#### Excerpt ####

As we grapple with AI’s place on our roads, in our classrooms and alongside us in the workplace, there’s one realm in which the careful, thoughtful development of artificial intelligence and machine learning is improving and saving lives today — and it’s only getting started.

Artificial intelligence is already playing a role in our health care and may already be playing a role in saving your life or that of someone you love.

Far from replacing your doctors, AI can assist them and make their job easier. The technology’s ability to consume and analyze millions of MRI scans, for example, and “learn” what a malignant tumor in your abdomen would look like, and then highlight it for your care team as they review the scans personally, is not only game-changing — it’s lifesaving.

Or take a revolutionary new colonoscopy software that uses AI to detect potential polyps or cancers in real time, providing immediate assistance to doctors during the procedure. Colon cancer is the fourth most common cancer, and the deadliest one for men under 50. It is hard to overstate the impact this AI-driven software and technologies like it will have on the early detection of cancer and diseases of all kinds.

Or consider the countless hours of paperwork saved by an AI system that fills out the standard surgical report — in the operating room, in real time, as your surgical team discusses the procedure aloud. Reducing administrative burden creates more time for the team to spend working directly with you, and more time to see and treat other patients in need.

Throughout the patient journey, from better screening and earlier diagnosis to more personalized treatment plans and improved patient monitoring, AI can give your care team more time for you and more accuracy in their diagnoses and treatments, and can help provide better outcomes for patients.

At the same time, AI can help reduce health care system costs through more efficient and streamlined hospital operations. Such savings are increasingly important, especially as other cost drivers in our health system — and to you as a patient — are on the rise.

A final but critical point is that the bar for medical device authorization is high and devices are governed by a rigorous regulatory system with regulators actively engaged in applying that framework to artificial intelligence-enabled devices. The FDA has already authorized nearly 900 AI- and/or machine-learning-enabled medical device applications; new technologies are submitted every day with the goal of improving patient care.

And yet, we fully appreciate some of the unease surrounding AI’s adoption, not only in health care but across our economy and society more broadly.

This initial reticence is all too common in the medical technology world.

Imagine, for example, the first patients suffering from heart disease to be told what they needed was a small, self-expanding mesh tube — what today we call a “stent” — surgically implanted in an artery to hold it open. No doubt many, if not all, reacted with skepticism, and possibly even abject fear. The idea may have even seemed ludicrous.

Fast-forward to today and it is a relatively easy, minimally invasive outpatient procedure so commonplace that it is almost taken for granted. The same can be said for countless groundbreaking procedures that were met initially with trepidation but that now are the standard of care.

Just as with the first stent implant, AI should of course be adopted with care and caution. But just as with stents, AI has the potential to grow into a remarkable everyday tool in the hands of skilled doctors and nurses who use it to improve and save patients’ lives.

The medical technology community’s vision is of a world where medical technology enables better outcomes for every patient, every time, everywhere. The digital revolution unfolding in front of us today, driven in no small part by artificial intelligence, will help us get there.

Pete Arduini is CEO of GE Healthcare, which has headquarters in Chicago. Scott Whitaker is president and CEO of AdvaMed, association representing the med-tech industry, with headquarters in Washington, D.C.

####

Your tasks =
1. Return the passage from the AI in health care piece, starting at "At the same" and ending at "improving patient care.".
2. List every improvement along the patient journey that the AI in health care piece names.
Work only from the text about AI in health care.

#### Data extract ####

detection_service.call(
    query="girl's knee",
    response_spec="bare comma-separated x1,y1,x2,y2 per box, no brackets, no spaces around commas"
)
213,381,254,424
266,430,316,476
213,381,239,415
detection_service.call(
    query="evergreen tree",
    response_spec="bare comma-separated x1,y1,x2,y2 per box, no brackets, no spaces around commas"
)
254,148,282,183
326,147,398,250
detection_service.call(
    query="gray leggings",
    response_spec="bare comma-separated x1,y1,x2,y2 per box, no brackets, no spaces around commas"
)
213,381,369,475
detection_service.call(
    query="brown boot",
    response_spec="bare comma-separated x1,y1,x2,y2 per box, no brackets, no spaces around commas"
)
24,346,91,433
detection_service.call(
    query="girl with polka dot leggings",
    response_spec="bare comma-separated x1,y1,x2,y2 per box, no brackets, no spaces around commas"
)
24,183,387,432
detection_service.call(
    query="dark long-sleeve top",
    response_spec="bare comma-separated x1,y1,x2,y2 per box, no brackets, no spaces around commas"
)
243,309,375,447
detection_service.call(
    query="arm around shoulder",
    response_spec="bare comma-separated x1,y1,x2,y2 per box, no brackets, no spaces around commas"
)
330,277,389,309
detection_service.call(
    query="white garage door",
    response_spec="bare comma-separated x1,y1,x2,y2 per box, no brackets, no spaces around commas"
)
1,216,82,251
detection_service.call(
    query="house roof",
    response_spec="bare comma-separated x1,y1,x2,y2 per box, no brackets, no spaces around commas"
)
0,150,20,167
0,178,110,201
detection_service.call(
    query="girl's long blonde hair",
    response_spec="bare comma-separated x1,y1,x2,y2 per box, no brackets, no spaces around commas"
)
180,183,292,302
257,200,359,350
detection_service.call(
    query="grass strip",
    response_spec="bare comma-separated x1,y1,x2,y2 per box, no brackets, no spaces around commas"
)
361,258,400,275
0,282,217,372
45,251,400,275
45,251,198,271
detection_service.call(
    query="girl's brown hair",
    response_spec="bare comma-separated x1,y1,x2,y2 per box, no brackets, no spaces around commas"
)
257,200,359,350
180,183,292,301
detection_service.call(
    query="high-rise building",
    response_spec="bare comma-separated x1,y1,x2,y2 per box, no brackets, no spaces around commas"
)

####

Solutions by task =
1.
At the same time, AI can help reduce health care system costs through more efficient and streamlined hospital operations. Such savings are increasingly important, especially as other cost drivers in our health system — and to you as a patient — are on the rise.

A final but critical point is that the bar for medical device authorization is high and devices are governed by a rigorous regulatory system with regulators actively engaged in applying that framework to artificial intelligence-enabled devices. The FDA has already authorized nearly 900 AI- and/or machine-learning-enabled medical device applications; new technologies are submitted every day with the goal of improving patient care.

2.
- Better screening
- Earlier diagnosis
- More personalized treatment plans
- Improved patient monitoring